Source data:
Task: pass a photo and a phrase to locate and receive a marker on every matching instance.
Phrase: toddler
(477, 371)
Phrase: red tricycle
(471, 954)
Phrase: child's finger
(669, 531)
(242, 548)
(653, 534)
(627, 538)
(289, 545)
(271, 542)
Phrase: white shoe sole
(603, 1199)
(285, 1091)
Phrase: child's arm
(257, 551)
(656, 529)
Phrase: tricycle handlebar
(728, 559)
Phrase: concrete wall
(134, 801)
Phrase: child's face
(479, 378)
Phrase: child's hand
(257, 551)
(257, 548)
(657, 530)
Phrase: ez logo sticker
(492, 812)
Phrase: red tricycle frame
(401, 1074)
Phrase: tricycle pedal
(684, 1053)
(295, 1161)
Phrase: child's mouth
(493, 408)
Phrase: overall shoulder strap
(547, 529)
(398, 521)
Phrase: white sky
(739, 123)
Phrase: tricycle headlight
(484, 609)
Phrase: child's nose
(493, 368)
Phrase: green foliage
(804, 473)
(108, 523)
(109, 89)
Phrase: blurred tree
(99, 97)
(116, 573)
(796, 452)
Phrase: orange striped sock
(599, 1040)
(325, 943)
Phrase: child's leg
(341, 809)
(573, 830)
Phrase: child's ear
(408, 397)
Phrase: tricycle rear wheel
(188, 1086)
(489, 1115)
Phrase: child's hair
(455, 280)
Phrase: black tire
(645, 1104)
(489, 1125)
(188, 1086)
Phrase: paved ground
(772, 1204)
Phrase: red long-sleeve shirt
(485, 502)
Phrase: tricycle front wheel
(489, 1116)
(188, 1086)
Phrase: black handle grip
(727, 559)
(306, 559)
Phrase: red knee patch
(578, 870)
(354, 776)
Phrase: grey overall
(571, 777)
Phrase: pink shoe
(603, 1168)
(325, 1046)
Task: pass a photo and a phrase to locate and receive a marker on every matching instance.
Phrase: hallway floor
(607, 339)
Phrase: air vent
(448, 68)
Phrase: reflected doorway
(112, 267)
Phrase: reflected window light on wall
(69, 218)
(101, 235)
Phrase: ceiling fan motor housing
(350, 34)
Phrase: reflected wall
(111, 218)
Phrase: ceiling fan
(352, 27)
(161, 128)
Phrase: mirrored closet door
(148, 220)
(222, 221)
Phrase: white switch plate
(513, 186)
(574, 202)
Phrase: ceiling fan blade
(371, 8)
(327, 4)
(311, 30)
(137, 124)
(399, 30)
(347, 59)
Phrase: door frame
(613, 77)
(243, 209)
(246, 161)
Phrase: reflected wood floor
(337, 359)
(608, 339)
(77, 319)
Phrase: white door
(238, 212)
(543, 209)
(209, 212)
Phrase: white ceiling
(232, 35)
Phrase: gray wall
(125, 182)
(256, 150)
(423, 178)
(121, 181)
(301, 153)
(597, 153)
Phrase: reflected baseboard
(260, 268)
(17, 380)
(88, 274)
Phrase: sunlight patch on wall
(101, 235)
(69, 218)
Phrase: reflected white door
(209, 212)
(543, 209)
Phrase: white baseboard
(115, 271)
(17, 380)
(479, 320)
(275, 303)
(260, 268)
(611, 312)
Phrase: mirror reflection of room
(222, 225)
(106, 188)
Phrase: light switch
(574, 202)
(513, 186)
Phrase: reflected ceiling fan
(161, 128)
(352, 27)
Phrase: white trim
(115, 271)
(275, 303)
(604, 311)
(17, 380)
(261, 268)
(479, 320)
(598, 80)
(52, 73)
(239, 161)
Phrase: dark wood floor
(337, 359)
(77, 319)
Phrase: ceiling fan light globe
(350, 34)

---

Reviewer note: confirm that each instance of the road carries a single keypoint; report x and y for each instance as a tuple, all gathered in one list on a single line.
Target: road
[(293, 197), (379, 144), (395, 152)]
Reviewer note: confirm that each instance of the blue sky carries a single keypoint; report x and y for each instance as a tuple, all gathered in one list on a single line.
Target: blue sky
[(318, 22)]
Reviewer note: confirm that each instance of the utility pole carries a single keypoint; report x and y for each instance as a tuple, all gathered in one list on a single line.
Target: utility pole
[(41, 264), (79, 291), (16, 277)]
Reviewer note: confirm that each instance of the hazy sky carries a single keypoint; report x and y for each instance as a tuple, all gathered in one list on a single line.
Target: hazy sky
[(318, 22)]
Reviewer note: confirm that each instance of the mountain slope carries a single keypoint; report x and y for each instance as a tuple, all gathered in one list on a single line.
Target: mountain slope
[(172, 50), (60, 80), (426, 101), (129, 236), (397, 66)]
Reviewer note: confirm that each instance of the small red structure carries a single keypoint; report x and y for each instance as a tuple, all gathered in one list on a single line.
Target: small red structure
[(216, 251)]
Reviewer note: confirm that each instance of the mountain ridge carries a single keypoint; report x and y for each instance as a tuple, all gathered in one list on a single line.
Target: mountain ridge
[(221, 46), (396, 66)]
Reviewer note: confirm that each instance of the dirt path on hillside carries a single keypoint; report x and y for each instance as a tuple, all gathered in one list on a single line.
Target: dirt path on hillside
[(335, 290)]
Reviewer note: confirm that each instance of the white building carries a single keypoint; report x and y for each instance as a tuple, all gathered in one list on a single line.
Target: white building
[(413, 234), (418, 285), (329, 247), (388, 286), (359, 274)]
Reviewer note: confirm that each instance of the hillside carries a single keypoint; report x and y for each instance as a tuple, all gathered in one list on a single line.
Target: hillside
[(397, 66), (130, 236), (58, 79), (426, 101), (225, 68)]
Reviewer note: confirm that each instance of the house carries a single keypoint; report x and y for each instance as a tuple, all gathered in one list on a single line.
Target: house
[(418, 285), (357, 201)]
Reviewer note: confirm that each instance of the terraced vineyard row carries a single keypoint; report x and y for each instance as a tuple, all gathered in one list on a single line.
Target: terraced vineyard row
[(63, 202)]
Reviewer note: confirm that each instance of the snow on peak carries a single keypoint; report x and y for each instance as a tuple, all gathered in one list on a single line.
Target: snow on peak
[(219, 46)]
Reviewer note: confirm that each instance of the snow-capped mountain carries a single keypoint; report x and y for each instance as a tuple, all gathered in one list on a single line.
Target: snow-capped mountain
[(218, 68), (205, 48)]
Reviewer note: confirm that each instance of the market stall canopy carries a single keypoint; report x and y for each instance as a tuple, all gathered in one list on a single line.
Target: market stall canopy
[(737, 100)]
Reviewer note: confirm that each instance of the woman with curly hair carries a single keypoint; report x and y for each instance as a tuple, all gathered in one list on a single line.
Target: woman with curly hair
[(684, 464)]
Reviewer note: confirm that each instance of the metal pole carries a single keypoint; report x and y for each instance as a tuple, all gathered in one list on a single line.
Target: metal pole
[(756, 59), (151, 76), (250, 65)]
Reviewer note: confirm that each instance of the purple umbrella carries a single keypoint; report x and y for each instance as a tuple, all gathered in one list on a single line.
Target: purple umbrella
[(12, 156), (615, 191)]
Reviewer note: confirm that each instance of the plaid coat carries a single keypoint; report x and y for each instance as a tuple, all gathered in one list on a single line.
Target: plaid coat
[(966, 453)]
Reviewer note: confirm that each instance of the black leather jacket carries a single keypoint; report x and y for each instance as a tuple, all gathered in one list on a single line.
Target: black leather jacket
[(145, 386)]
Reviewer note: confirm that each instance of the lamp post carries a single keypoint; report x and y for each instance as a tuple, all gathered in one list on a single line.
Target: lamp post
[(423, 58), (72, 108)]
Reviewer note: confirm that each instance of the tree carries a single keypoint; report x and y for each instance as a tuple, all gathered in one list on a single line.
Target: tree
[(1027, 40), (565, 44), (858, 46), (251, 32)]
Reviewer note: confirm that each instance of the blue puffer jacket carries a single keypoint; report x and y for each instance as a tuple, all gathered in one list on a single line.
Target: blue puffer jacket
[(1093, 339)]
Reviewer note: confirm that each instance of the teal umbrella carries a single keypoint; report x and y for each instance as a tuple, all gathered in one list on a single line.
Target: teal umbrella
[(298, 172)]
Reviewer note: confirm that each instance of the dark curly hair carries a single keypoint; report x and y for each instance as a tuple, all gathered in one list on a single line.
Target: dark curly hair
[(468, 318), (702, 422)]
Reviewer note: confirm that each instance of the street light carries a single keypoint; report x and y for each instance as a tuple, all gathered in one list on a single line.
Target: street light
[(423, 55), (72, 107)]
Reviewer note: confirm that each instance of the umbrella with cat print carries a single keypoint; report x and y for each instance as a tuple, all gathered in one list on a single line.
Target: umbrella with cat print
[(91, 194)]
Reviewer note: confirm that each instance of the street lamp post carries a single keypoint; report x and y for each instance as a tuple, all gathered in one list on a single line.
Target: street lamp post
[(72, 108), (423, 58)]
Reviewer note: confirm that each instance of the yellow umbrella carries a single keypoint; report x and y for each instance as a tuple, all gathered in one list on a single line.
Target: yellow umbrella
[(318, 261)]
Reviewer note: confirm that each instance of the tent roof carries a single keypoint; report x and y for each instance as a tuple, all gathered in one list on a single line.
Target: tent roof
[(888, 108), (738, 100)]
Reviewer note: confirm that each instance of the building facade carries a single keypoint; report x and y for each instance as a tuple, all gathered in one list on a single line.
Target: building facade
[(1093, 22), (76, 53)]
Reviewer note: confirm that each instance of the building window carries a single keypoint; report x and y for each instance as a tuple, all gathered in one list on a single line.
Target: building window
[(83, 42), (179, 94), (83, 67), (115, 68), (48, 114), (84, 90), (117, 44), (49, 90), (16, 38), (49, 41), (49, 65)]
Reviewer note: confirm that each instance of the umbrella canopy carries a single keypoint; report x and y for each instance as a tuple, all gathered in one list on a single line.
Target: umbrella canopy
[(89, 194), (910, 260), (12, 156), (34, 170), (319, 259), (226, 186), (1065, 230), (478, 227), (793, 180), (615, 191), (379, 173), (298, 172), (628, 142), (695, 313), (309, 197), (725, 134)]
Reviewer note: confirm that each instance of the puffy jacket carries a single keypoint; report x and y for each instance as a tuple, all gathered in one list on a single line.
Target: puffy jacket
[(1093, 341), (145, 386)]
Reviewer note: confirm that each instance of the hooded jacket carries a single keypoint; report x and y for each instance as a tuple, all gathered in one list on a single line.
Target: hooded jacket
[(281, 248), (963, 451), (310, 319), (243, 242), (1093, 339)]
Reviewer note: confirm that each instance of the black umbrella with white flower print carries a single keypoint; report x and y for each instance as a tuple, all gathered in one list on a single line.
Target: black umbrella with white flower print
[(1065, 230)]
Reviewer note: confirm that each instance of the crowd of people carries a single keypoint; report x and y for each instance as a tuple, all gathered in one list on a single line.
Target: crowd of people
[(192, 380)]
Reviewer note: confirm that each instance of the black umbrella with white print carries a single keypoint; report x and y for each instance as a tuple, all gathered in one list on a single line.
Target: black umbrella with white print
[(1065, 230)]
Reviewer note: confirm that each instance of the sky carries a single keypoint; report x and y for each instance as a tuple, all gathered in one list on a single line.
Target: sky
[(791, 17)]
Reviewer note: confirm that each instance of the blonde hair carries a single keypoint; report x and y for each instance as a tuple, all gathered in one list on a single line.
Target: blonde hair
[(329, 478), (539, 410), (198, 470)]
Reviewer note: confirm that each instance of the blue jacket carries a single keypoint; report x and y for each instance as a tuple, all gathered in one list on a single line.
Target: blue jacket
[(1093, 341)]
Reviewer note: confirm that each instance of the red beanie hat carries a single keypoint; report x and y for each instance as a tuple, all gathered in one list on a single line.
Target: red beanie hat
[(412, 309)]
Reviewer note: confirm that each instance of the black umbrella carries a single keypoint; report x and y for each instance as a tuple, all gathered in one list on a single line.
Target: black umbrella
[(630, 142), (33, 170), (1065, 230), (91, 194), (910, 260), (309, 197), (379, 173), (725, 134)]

#### Requirement
Retype only the lines above between the line with "Reviewer note: confirm that each instance of the lamp" and the line with "Reviewer note: confirm that each instance of the dark", counting those two lines as well, and keep every character as it is.

#### Solution to the exercise
Reviewer note: confirm that each instance of the lamp post carries a single keypoint; report x and y for each instance as a tuple, all gathered in one list on a single line.
Target: lamp post
[(423, 58), (72, 108)]
Reviewer note: confirm that each instance of the tree carries a single keypoint; report x and y for each instance as a tuple, all gathered in one list on a single line.
Target: tree
[(1027, 40), (565, 44), (858, 46), (251, 32)]
Reviewer note: confirm that each instance of the blue puffer jacket carries a single keypoint; report x and y for each instance as a tuple, all gathered in one list on a single line.
Target: blue puffer jacket
[(1093, 339)]
Reviewer note: confirm that each instance of the teal umbrella carries a single keypoint; report x and y for each instance as a tuple, all gathered in one list on a single line.
Target: teal umbrella
[(298, 172)]
Reviewer note: confirm that each instance of the dark curly hair carries a single keypoint; report x and y for each instance as a tuple, all gathered in one list on a single line.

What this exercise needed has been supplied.